> [Dataset records]

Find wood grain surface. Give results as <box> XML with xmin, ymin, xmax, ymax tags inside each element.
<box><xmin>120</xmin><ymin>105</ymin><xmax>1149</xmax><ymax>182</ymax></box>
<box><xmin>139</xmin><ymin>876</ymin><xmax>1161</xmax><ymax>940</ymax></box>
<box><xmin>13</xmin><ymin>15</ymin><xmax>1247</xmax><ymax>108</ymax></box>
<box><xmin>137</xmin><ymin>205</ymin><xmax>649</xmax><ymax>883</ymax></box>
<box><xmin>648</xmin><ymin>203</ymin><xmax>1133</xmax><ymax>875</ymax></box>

> [Exercise] Rewrite all of the lines above, including the request, and increase each coordinate value inside the box answers by 70. Leave the request and its description of the tag format unchanged.

> [Task response]
Find wood grain surface. Give results as <box> XML with xmin, ymin, xmax, ymax tags inside each element.
<box><xmin>190</xmin><ymin>175</ymin><xmax>1219</xmax><ymax>252</ymax></box>
<box><xmin>209</xmin><ymin>946</ymin><xmax>1231</xmax><ymax>1010</ymax></box>
<box><xmin>83</xmin><ymin>85</ymin><xmax>1317</xmax><ymax>178</ymax></box>
<box><xmin>207</xmin><ymin>275</ymin><xmax>719</xmax><ymax>953</ymax></box>
<box><xmin>718</xmin><ymin>273</ymin><xmax>1203</xmax><ymax>945</ymax></box>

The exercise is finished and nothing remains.